What you will do:
Work out how many lines in the records below contain the word "garlic", and reply with that number alone.

[Begin Data for this task]

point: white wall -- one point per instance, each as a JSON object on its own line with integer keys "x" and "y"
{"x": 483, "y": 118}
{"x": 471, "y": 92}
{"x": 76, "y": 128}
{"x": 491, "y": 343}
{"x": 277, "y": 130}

[End Data for this task]
[Begin Data for this task]

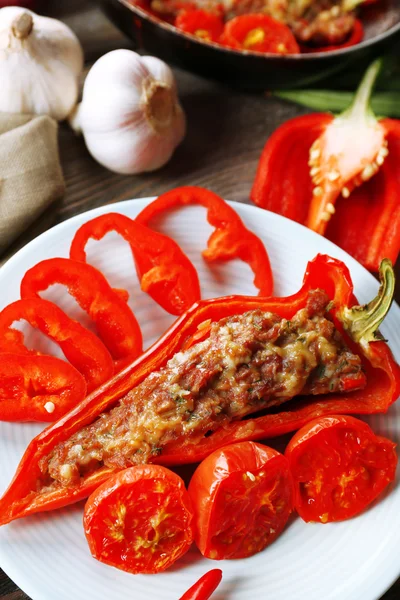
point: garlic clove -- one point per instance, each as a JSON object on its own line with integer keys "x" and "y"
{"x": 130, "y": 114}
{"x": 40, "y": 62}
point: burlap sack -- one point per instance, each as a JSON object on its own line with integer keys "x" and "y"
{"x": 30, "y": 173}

[End Data for this task]
[Begin Data for this task]

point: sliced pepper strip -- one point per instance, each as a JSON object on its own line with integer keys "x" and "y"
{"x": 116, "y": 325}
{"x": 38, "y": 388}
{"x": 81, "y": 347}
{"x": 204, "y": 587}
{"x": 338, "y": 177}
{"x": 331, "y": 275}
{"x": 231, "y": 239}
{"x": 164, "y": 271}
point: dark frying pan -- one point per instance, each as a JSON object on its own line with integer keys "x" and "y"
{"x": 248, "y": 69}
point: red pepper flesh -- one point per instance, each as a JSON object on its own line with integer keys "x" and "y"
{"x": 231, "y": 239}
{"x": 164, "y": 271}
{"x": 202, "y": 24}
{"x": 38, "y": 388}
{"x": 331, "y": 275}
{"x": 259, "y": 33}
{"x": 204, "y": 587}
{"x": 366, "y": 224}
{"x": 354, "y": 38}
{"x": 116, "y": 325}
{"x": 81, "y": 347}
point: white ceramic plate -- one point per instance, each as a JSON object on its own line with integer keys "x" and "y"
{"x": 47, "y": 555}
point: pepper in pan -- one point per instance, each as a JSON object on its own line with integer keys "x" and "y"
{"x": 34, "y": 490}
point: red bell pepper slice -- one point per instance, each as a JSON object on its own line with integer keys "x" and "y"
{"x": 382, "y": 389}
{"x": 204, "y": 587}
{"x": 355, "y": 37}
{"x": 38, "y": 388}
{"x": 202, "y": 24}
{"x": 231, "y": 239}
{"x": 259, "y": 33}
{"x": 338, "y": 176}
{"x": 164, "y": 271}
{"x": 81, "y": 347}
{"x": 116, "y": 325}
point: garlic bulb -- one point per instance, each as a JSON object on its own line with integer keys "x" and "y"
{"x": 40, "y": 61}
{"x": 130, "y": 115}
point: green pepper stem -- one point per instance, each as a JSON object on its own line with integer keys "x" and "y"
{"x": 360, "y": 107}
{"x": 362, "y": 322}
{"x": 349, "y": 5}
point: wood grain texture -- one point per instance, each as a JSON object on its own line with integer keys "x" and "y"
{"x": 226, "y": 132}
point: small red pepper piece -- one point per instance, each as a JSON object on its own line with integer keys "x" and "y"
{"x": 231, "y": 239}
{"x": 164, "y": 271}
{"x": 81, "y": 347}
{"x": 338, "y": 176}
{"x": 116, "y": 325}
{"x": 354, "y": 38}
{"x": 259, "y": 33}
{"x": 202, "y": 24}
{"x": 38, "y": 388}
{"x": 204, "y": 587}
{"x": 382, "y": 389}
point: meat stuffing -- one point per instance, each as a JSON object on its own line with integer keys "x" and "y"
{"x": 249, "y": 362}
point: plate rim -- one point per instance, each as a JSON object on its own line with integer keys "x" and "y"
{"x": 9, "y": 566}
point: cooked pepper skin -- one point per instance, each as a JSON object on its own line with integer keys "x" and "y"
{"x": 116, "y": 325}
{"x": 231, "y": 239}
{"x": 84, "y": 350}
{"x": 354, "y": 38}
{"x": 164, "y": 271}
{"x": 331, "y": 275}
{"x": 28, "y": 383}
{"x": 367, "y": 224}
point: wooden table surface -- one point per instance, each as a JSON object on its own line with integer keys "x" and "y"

[End Data for this task]

Correct response:
2